### Direction
Rewrite the records below, replacing every "Bonus question" with "Extra question" and keeping everything else the same.

### Data shown
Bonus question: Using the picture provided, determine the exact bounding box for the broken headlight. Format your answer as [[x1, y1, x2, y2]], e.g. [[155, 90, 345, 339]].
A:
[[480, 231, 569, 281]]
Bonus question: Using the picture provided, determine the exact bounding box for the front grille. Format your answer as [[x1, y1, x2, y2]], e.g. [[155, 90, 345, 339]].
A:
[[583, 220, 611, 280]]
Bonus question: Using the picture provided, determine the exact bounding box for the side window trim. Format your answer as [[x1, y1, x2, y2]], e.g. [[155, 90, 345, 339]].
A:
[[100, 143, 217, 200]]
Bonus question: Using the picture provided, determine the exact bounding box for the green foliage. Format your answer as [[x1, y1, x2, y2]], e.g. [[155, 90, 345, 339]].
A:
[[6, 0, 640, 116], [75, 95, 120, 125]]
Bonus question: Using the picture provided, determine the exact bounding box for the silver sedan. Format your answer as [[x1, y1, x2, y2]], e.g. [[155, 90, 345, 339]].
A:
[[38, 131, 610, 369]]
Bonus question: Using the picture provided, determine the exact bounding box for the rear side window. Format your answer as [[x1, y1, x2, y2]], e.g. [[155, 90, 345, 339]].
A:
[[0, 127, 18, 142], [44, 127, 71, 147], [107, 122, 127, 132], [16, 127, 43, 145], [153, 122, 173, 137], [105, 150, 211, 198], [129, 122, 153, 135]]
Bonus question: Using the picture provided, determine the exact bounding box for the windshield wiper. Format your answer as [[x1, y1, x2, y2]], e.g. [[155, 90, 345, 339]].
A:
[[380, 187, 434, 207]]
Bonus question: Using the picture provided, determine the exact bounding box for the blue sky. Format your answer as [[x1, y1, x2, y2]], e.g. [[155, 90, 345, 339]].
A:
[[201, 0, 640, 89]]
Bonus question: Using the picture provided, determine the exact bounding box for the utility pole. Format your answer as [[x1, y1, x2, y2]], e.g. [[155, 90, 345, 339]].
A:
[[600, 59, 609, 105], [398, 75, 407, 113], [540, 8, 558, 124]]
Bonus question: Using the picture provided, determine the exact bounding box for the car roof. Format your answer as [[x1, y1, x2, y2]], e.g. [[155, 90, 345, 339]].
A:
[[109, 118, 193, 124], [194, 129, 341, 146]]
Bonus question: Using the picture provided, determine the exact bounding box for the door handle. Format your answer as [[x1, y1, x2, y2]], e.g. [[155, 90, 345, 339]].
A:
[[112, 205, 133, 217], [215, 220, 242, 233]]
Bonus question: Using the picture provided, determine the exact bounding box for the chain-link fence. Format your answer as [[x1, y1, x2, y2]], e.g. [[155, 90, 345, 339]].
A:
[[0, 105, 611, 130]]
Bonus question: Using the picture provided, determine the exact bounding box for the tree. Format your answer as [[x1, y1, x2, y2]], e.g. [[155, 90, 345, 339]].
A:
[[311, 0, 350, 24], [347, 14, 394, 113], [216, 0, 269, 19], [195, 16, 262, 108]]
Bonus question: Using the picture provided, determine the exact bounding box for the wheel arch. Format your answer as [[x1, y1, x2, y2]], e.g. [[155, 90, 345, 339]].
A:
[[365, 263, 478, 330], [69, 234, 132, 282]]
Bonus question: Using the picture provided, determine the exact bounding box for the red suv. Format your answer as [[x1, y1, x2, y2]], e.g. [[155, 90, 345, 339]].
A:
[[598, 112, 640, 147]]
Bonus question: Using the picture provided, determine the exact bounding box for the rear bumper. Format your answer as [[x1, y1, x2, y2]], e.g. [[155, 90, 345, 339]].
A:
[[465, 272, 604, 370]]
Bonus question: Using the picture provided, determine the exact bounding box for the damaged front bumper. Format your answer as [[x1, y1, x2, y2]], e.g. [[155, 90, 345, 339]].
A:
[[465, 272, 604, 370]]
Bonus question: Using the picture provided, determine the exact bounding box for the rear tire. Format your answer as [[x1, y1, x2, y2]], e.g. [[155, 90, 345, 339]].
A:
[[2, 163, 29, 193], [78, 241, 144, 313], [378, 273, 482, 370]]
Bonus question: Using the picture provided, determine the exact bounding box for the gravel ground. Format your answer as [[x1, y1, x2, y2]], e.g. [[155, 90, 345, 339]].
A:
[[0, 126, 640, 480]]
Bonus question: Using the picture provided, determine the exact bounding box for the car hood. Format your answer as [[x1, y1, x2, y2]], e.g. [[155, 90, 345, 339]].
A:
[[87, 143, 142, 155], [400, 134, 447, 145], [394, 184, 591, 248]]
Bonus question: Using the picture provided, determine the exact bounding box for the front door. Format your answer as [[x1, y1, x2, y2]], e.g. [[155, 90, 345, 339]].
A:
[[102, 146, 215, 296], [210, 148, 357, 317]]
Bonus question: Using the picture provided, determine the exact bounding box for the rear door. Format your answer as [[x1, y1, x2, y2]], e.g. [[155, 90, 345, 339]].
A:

### The result
Extra question: Using the picture provided, determine the exact bounding box for the broken headlight. Format your answer as [[x1, y1, x2, y2]], e.g. [[155, 90, 345, 339]].
A:
[[480, 231, 569, 281]]
Extra question: Using the picture provided, determine the exact bounding box for the front grille. Format your answer as [[x1, y1, x2, y2]], e.g. [[155, 90, 345, 339]].
A:
[[583, 220, 611, 280]]
Extra question: Using the picture provided, determine the exact bounding box for the side window trim. Format your answer as [[x1, y1, x2, y2]], e.g. [[155, 90, 345, 339]].
A:
[[100, 143, 217, 200]]
Extra question: Using the picture provided, determine the exact bounding box for the green foliage. Format your answer as [[x1, y1, x2, y2]], e.g. [[155, 90, 345, 339]].
A:
[[6, 0, 640, 116], [75, 95, 120, 125]]
Extra question: Using the picture provided, determine the exact bounding box for the silver sedan. Format your answer as [[x1, y1, x2, y2]], e.g. [[155, 90, 345, 339]].
A:
[[38, 131, 610, 369]]
Extra question: Using the picture provided, determine the exact bounding box for the rear side window. Format your answer as [[x1, y1, x2, y2]], e.g. [[155, 90, 345, 339]].
A:
[[0, 127, 18, 142], [44, 127, 71, 147], [107, 122, 127, 132], [16, 127, 43, 145], [153, 122, 173, 137], [105, 150, 211, 198], [129, 122, 153, 135]]
Extra question: Using the picture provided, determine the exact bounding box for the windshield wiper. Format your answer as [[x1, y1, x2, y2]], e.g. [[155, 90, 345, 339]].
A:
[[380, 187, 434, 207]]
Extra question: Using the picture provided, determine the exact bounding box for the blue sky. Format your answer as [[x1, y1, x2, y2]], e.g. [[155, 90, 345, 339]].
A:
[[201, 0, 640, 89]]
Extra question: Using the picture provided, determine the exact bounding box for the utility pole. Format your answer as [[x1, y1, x2, y2]], e.g. [[155, 90, 345, 339]].
A:
[[600, 59, 609, 105], [398, 75, 407, 113], [540, 8, 558, 124]]
Extra question: Using the picture provided, determine the exact bounding box for the car roof. Format your answer as [[x1, y1, x2, y2]], e.g. [[155, 90, 345, 339]].
A:
[[109, 118, 193, 124], [194, 129, 341, 146]]
Extra question: Using the picture provided, determine the exact bounding box for the door handle. Format your answer as [[x1, y1, x2, y2]], e.g. [[155, 90, 345, 339]].
A:
[[112, 205, 133, 217], [215, 220, 242, 233]]
Extra question: Using the picture provided, determine the exact bounding box for the chain-link fence. Format your answer as [[x1, y1, x2, y2]], e.g. [[155, 90, 345, 339]].
A:
[[0, 105, 611, 130]]
Extra question: Using the picture provided, determine the exact bounding box for the tree. Format your answer as [[x1, y1, x2, y2]], e.g. [[155, 90, 345, 339]].
A:
[[311, 0, 350, 24], [347, 14, 394, 113], [216, 0, 269, 19], [195, 16, 262, 108]]
Extra question: Using the picture provided, determine the exact bounding box for the wheel arch. Format your answer as [[x1, y1, x2, y2]], e.g. [[155, 90, 345, 339]].
A:
[[365, 263, 478, 330], [69, 234, 132, 282]]
Extra question: Using the picture provided, determine the exact bounding box for the red suv. Format your answer as [[x1, y1, x2, y2]], e.g. [[155, 90, 345, 339]].
A:
[[598, 112, 640, 147]]
Extra question: Using the picture provided, determine the exact bounding box for the rear bumper. Format your answer as [[x1, y1, x2, y2]], e.g. [[155, 90, 345, 339]].
A:
[[465, 272, 604, 370]]
Extra question: Using the picture provided, determine the exact bounding box for the damaged front bumper. Format your answer as [[x1, y1, x2, y2]], e.g. [[155, 90, 345, 339]].
A:
[[465, 272, 604, 370]]
Extra question: Using the picture provided, determine the exact bounding box for the rear tire. Format your answer as [[x1, y1, x2, y2]], e.g. [[155, 90, 345, 339]].
A:
[[2, 163, 29, 193], [78, 241, 144, 313], [378, 273, 482, 370]]
Extra question: Using the picture provided, determine the exact bounding box for the gravel ground. Format your answer as [[x1, y1, x2, y2]], e.g. [[155, 90, 345, 339]].
A:
[[0, 126, 640, 480]]
Extra question: Using the picture provided, determine the exact bounding box for the car hood. Format your answer as [[x1, y1, x2, y2]], e.g. [[155, 90, 345, 339]].
A:
[[87, 143, 142, 155], [400, 134, 447, 145], [394, 184, 591, 248]]
Extra question: Using the picture provided, determine the exact bounding box for the front door. Format your answer as [[x1, y1, x2, y2]], e.g. [[155, 90, 345, 339]].
A:
[[102, 146, 215, 296], [210, 148, 357, 317]]
Extra question: Using the picture provided, determine the exact bounding box for the rear door. Format your answer as [[x1, y1, x2, y2]], e.g. [[155, 90, 345, 339]].
A:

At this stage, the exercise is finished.